* Your goal
Please extract every line of the data below, from the line containing "Pick out the windshield" down to the line containing "pixel 903 234", with both of those lines included. Reproduce them word for word and give nothing else.

>>

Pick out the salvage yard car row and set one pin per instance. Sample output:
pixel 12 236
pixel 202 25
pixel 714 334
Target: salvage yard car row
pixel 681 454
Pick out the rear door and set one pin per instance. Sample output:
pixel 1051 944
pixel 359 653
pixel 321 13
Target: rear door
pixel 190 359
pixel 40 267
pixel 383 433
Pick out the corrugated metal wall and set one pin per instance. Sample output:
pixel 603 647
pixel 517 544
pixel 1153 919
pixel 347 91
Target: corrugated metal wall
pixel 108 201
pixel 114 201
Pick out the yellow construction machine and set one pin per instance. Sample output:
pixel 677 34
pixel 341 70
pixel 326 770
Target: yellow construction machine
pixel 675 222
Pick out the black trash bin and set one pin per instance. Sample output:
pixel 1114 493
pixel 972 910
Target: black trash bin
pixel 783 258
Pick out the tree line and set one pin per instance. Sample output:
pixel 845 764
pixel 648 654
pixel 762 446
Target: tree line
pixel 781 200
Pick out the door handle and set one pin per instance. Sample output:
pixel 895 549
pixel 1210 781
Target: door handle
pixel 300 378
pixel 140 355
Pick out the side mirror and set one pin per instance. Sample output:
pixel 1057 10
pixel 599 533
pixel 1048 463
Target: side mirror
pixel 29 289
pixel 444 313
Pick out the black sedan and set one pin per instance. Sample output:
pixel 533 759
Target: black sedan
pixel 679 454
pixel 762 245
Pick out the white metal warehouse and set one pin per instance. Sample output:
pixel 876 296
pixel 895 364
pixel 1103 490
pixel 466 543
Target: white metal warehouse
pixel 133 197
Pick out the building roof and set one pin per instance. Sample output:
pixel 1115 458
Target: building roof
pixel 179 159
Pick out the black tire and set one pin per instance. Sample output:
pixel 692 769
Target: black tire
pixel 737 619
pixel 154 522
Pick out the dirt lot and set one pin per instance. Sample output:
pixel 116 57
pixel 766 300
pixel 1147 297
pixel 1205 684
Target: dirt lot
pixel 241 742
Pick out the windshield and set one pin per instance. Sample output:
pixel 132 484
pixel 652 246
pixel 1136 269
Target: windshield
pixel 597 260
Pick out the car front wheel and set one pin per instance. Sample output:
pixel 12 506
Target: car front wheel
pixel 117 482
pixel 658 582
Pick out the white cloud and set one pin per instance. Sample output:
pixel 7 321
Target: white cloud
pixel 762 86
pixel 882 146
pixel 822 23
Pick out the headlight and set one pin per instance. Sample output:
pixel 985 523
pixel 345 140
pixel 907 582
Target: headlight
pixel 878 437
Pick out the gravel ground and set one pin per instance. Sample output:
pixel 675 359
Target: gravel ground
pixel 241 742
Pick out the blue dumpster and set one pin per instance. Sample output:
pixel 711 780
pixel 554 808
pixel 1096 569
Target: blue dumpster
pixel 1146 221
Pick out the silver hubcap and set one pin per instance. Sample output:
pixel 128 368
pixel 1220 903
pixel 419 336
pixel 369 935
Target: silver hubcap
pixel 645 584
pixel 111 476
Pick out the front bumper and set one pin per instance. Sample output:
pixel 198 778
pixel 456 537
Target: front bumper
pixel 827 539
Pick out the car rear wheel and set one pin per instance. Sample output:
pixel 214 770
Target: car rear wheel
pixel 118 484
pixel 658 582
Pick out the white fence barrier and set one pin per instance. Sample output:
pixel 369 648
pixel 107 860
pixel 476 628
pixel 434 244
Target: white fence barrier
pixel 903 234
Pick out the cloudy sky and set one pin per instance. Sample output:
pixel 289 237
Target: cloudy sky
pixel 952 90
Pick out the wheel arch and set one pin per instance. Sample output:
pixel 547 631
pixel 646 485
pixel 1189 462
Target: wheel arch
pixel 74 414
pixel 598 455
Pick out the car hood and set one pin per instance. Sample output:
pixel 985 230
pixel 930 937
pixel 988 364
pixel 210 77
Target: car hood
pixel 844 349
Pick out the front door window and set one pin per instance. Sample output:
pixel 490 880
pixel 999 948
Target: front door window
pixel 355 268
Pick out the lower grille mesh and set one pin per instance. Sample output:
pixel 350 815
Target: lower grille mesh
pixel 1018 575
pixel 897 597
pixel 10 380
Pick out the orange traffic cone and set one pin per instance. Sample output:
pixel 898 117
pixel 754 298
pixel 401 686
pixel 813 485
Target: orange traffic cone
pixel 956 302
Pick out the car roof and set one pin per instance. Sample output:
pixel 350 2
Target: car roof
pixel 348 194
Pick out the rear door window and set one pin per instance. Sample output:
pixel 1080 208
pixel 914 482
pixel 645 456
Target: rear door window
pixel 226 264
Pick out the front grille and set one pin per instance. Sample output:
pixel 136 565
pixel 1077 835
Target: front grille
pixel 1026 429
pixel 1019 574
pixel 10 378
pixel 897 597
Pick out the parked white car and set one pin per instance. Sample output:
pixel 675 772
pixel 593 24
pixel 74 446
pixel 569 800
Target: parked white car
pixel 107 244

<<

* Task result
Pick out the windshield and set one pin per instance. Sample output:
pixel 132 484
pixel 652 246
pixel 1136 269
Target: windshield
pixel 597 260
Pick out the car front wheel and set one pin per instance. Sample output:
pixel 12 506
Target: car front wheel
pixel 117 482
pixel 658 582
Pick out the white cloud and set one pin per instance. Sample output:
pixel 7 321
Target: white cloud
pixel 762 86
pixel 882 146
pixel 822 23
Pick out the headlight and set one pin per instance. Sample output:
pixel 985 523
pixel 345 140
pixel 907 582
Target: headlight
pixel 878 437
Pick out the gravel ground and set one pin per instance. Sample output:
pixel 675 359
Target: gravel ground
pixel 241 742
Pick out the blue dumpster and set one pin per instance. Sample output:
pixel 711 780
pixel 554 808
pixel 1096 569
Target: blue dumpster
pixel 1146 221
Pick out the silver hubcap and set one pin per instance. Sample output:
pixel 128 368
pixel 1220 903
pixel 419 336
pixel 369 935
Target: silver hubcap
pixel 645 584
pixel 111 476
Pick out the front bumper and set one pin per instance. Sample output:
pixel 198 778
pixel 456 537
Target: front bumper
pixel 827 539
Pick out the car rear wheel and set one pin per instance. Sample output:
pixel 214 770
Target: car rear wheel
pixel 118 484
pixel 658 582
Pick out the white fence barrier and set one pin per instance. Sample output:
pixel 369 648
pixel 107 860
pixel 476 628
pixel 434 244
Target: white fence barrier
pixel 903 234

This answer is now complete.